▶ _Given exercise_: Repeat each entry as written and leave the images out of the copy.

[start of Input material]

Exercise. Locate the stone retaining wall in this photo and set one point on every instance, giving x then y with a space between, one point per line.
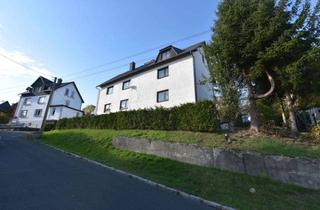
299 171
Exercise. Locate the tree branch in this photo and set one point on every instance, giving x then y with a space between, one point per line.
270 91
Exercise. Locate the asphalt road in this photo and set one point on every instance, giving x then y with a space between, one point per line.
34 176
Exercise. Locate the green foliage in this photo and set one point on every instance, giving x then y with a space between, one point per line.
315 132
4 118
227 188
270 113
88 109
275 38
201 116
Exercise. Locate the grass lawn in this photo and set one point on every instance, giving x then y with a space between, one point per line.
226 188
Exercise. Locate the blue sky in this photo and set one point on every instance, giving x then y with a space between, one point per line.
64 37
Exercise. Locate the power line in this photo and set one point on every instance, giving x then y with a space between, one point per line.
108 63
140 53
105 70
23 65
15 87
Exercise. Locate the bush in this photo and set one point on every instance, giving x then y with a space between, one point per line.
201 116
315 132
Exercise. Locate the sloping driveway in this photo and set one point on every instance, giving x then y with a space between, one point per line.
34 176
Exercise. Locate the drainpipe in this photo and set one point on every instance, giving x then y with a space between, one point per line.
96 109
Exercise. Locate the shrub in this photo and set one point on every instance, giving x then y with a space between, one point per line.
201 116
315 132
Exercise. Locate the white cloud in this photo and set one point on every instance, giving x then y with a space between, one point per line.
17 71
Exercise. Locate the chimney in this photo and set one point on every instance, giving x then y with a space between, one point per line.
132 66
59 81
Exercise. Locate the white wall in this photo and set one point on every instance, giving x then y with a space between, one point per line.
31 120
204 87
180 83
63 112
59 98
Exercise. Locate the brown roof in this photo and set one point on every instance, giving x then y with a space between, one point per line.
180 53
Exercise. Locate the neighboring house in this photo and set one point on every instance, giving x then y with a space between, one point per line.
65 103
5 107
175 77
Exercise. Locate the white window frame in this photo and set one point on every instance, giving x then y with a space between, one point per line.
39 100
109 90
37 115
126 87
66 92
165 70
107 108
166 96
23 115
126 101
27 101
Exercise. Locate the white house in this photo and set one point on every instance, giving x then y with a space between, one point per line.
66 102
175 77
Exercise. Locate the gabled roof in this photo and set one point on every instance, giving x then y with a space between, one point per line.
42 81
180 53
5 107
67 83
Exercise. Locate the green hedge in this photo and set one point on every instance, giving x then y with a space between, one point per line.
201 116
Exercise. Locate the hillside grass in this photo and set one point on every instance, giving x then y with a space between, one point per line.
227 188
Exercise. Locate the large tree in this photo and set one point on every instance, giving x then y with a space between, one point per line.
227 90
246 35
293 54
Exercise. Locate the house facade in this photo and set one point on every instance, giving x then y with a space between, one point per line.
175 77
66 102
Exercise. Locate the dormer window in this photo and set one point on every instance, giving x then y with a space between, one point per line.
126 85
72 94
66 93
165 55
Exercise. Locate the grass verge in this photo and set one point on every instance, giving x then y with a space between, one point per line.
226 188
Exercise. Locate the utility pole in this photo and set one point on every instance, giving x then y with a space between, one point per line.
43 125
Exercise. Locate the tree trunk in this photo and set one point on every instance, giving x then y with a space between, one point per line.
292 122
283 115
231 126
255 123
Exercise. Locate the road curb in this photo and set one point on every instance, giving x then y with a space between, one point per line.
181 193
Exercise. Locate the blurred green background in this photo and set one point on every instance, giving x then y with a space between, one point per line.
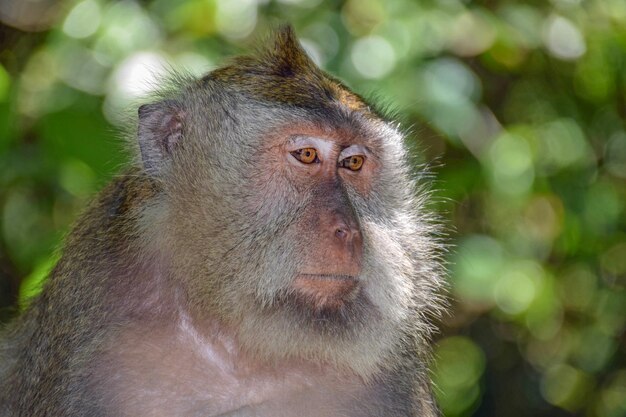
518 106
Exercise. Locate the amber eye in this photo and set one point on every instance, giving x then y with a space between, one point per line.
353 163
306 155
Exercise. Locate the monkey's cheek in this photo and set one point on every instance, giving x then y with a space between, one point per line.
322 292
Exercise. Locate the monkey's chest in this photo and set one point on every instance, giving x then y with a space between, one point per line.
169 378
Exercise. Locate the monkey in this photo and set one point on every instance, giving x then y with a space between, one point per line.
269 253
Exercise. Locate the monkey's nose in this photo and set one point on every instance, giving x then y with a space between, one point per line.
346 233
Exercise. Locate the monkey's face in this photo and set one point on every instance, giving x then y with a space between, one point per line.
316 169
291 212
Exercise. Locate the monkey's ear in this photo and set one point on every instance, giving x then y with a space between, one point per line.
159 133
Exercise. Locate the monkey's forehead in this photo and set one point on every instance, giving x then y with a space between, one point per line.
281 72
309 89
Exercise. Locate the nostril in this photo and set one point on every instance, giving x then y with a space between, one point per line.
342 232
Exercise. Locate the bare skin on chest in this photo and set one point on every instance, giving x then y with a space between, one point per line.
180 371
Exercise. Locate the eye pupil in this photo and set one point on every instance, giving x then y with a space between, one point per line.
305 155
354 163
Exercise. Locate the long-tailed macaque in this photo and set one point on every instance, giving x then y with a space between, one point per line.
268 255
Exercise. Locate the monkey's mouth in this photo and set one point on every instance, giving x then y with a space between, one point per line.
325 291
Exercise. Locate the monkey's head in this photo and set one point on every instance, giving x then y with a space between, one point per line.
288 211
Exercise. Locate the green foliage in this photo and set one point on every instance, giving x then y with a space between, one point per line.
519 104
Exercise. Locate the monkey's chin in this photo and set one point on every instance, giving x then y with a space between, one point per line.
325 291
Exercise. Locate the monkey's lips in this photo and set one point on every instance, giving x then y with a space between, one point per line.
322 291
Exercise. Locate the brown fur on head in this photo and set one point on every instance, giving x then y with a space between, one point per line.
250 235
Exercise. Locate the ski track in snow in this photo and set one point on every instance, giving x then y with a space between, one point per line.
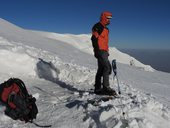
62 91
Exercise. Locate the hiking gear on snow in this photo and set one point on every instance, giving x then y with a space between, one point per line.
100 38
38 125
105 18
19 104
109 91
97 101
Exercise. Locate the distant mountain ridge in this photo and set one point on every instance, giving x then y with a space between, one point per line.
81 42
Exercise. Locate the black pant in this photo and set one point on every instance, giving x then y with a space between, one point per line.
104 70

[end of Input material]

▶ _Exercise output_:
Exercise. Locate the stone retaining wall in this photo and set one point on every instance, giving x then y with a space between, one point per line.
299 171
Exercise. Locate the tree branch in this photo and set one point on every instance, giving x then y with a space between, one point per line.
270 91
Exercise. Locate the asphalt road in this photo and set one point on every instance, giving x then y with a space between, one point per line.
34 176
Exercise. Locate the green foliage in this photo and set one point on every instance, giving x then y with a space between, one point per line.
315 132
4 118
227 188
270 113
88 109
275 38
201 116
Exercise. Locate the grass lawn in this photo and set one point on every instance, giving x then y with a space between, one point per line.
226 188
Exercise. Locate the blue sky in this photo and set one point on every instance, giving x then y with a space between, one point per line.
64 37
Exercise. Locate the power line in this photo and set one point on every instance, giving x then y with a space between, one point per line.
108 63
140 53
105 70
23 65
15 87
Exercise. Locate the bush in this photo and set one point on every instance, giving x then y with a space between, one point per line.
201 116
315 132
Exercise. Locate the sloping driveway in this photo and set one point on every instance, giving x then y with a space between, one point per line.
34 176
Exercise. Locate the drainpipe in this photo and set one point on every instance, giving x then y with a space between, one point per line.
96 109
Exercise. Locate the shrub in this photo and set one point on every instance, giving x then y with a space between, one point per line.
201 116
315 132
Exercise. Locate the white cloud in this photo and set one point on every instance, giving x then y with a space between, one point per line.
17 71
Exercise. Locate the chimney in this photo and set one point on every instance, giving x then y with a space between, one point per line.
132 66
59 81
Exercise. Locate the white wall in this photo and set one point on every instance, giving x then y with a space between, one point per line.
31 120
204 87
180 83
63 112
59 98
Exercise. Locate the brown roof in this photo and set one point on every instance, giving x then y with a space between, one point per line.
180 53
Exercise. Locate the neighboring house in this photo and set one point on every instance, giving x then y with a space between, one point per line.
65 103
5 107
175 77
Exercise. Locate the white window frame in this photo and set one point on every instance, giving x then y with a space between, one point per line.
39 100
109 90
37 115
126 87
66 92
165 70
107 108
166 96
23 115
126 101
27 101
Exercise. Locate the white house in this photo and set one point on every instance, giving x then y with a space between, one point per line.
66 102
175 77
Exercise. Locate the gabled roof in this photo and set one point on every instance, giving x then y with a space between, one point per line.
42 81
180 53
5 107
67 83
Exercise. Locate the green hedge in this photo and set one point on every instance, giving x then y with a space between, one point per line.
201 116
Exercise. Locate the hillside grass in this photo and set one point on every instance, giving x then y with a space between, one point per line.
227 188
Exercise. Locate the large tree in this photo and set one point on every instance, giving x then y with a space between, one point per line.
227 90
246 35
293 54
Exercise. Locate the house facade in this photo and set one point on every instance, giving x then y with a space between, one point per line.
175 77
66 102
Exercise. Locate the dormer window in this photo and set one point on every instance, giving x then y with a space between, one point per line.
126 85
72 94
66 93
165 55
Exercise. Locate the grass verge in this photo and set one point on every instance, giving x then y with a space between, one point per line.
226 188
Exercise. Locate the utility pole in this photo and set one point on every instance, giving x then y with a space between, one point per line.
43 125
Exercise. Locate the tree trunk in this photo and set one point on every instance, giving x then y with a space between, one point per line.
292 122
283 115
231 126
255 123
Exercise. Locate the road curb in this photo and set one point on every instance, giving x then y with a space between, one point per line.
181 193
Exercise. Locate the blurred green background in this photo and set one point on every instance, giving x then y with a space between, one point per line.
518 106
Exercise. Locate the amber eye in this photo and set one point on every instance, giving x then y with a space between, one point per line.
353 163
306 155
Exercise. Locate the monkey's cheek in this photo and set one point on every instance, giving x then y with a space between, one point per line.
322 292
Exercise. Locate the monkey's chest in this photo and set one point on every instance, giving x then y with a space between, one point per line.
169 378
Exercise. Locate the monkey in this photo and set one point on every instance, giving x then y with a space between, one point per line.
269 253
Exercise. Locate the monkey's nose in this photo and set one point on every instance, giving x then y with a space between, one point per line.
346 233
Exercise. Locate the monkey's face in this photo and set one point on every instance, giving x then y with a space between, one point per line.
316 169
291 212
Exercise. Locate the monkey's ear in this photo and set one point on every instance, giving x then y with a space between, one point per line.
159 133
Exercise. Locate the monkey's forehead in this photo and set one point on every instance, giving x then y with a space between, one point per line.
281 72
309 89
Exercise. Locate the nostril in this photo and set one point on every instance, giving x then y with a space between, one point per line.
342 232
Exercise. Locate the bare skin on chest in this photo and set one point on every instance, giving x then y with a space between, one point per line.
180 371
Exercise. Locate the eye pupil in this photo and set one point on every instance, giving x then y with a space between, one point per line.
305 155
354 163
Exercise. Locate the long-tailed macaque in this photo and set one point on every instance, giving x then y with a space between, one point per line.
268 255
Exercise. Locate the monkey's mouth in this photo and set one point on every instance, giving x then y with a space between, one point per line.
325 291
Exercise. Locate the monkey's head in this photo and set one point on every instance, giving x then y with a space between, one point per line.
288 211
Exercise. Locate the green foliage in this photo and set one point on every instance, giving x then y with a space between, one point per line.
519 104
Exercise. Locate the monkey's chin in this photo and set one point on every instance, giving x then y with a space between, one point per line.
325 291
Exercise. Locate the monkey's lips in this photo and set one point on every instance, giving x then y with a space between, one point per line.
322 291
Exercise. Locate the brown fur on head in this photo and set one point on every instance, giving x then y with a space between, one point per line.
250 235
Exercise. Locate the ski track in snow in this photo and set one point on every instance, giving x then y with a space between, one point per line.
62 91
Exercise. Locate the hiking gear on snow in this photo and set one point on every instance, giving x then y with a space between, one point per line.
100 38
38 125
105 18
19 104
109 91
97 101
Exercise. Locate the distant mountain ridge in this photo and set one point on every instance, giving x then y with a space between, one point per line.
81 42
Exercise. Locate the black pant in this photo and set one point on every instance, giving x then y with a space between, one point per line.
104 70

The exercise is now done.